**TEXT BLOCK:**

<<<<

An employee of Southern Company Services was terminated just after requesting an FMLA leave. The request was due to extreme high blood pressure. The company approved the leave just before firing him. The employee sued alleging a violation under the FMLA. The lower federal court rejected the claim in summary disposition. The 5th Circuit Court of Appeals affirmed this decision. How did this happen?

Good employer documentation.

The employee in this case had performance problems going back for some time that Southern Company had addressed with him and documented. These performance problems were primarily in the “soft” areas of unprofessionalism and inappropriate behavior and also along the line of profanity use, interrupting meetings, and being sarcastic to co-workers.  It was not due to being unable to perform the job assigned to him.

As disciplinary actions started to crescendo the employee went to his doctor who found his blood pressure dangerously high. The doctor ordered the employee to not work until his blood pressure returned to normal. At this point the employee advised Southern Company of his condition. He also informed the company that he had witnessed the creation of a fatal safety risk by a co-worker a month before along with pictures of this risk. He informed another employee that he had pictures of the potentially fatal security risk but did not report it at the time stating this constituted “job security” for him.

Southern Company informed the employee he was eligible for FMLA but then terminated him because he had failed to reform his behavior and did not report the safety problem that he had previously known about and documented with photos.

>>>>

**WHAT YOU WILL DO:**
1/ List every behavior that the text about the FMLA termination case names as one of the employee's performance problems.
2/ Carry the text about the FMLA termination case forward from its final sentence.
The rows play no part in this work.

**INFORMATION SHOWN:**
<<<<

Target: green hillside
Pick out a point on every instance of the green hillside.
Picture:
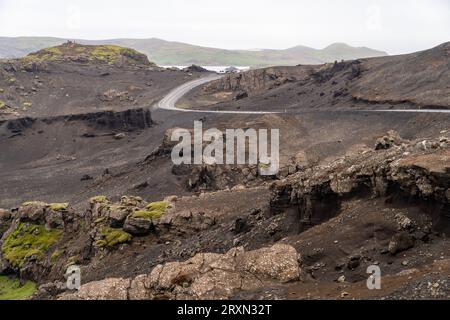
(176, 53)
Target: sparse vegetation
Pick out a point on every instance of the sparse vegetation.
(113, 237)
(109, 54)
(58, 206)
(55, 255)
(28, 241)
(12, 289)
(153, 210)
(98, 199)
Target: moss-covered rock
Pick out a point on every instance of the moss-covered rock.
(12, 289)
(108, 54)
(111, 238)
(153, 210)
(58, 206)
(28, 241)
(98, 199)
(131, 201)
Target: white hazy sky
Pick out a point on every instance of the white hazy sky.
(396, 26)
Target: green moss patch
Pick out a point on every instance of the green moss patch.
(28, 241)
(113, 237)
(56, 255)
(98, 199)
(11, 289)
(109, 54)
(153, 210)
(58, 206)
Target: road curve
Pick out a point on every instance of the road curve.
(412, 110)
(170, 100)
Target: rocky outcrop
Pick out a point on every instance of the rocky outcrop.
(127, 120)
(205, 276)
(256, 81)
(416, 171)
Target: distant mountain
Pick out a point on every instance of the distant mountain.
(176, 53)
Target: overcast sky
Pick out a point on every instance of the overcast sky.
(395, 26)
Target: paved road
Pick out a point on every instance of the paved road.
(412, 110)
(170, 100)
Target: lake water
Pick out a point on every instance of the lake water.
(218, 69)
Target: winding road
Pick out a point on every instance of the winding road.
(170, 100)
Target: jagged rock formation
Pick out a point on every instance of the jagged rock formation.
(417, 171)
(205, 276)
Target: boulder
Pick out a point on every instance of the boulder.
(204, 276)
(108, 289)
(400, 242)
(137, 226)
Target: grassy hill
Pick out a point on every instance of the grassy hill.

>>>>

**ANSWERS PROVIDED:**
1/ Unprofessionalism, inappropriate behavior, profanity use, interrupting meetings, and being sarcastic to co-workers.

2/
Upon hearing, the lower court awarded the employer summary judgement against the employee. Southern Company stated a legitimate, nondiscriminatory reason for firing the employee and the employee presented no evidence that those reasons were a pretext as required to prove his allegation of FMLA discrimination.

The court noted that the employer had provided and documented “years of coaching and counseling by his supervisors.” Because his behavior did not improve and because he had delayed reporting a possibly fatal safety risk for over a month, the employer was within its rights to terminate employment – despite being covered by FMLA.

The plaintiff-employee argued the company had a policy “guaranteeing an employee’s right to be heard before termination.” The court found no evidence of this but pointed out that the company did have the right to terminate an employee “at any time for serious infractions….”

This case demonstrates an employer that keeps good documentation on performance and discipline, follows its relevant internal company policies in a consistent fashion, or alternatively updates or revises policies to accurately reflect the current way it does conduct business.  Doing these things will prevail against wrongful employment practices claim even when the employee tries to hide behind other protections of the law.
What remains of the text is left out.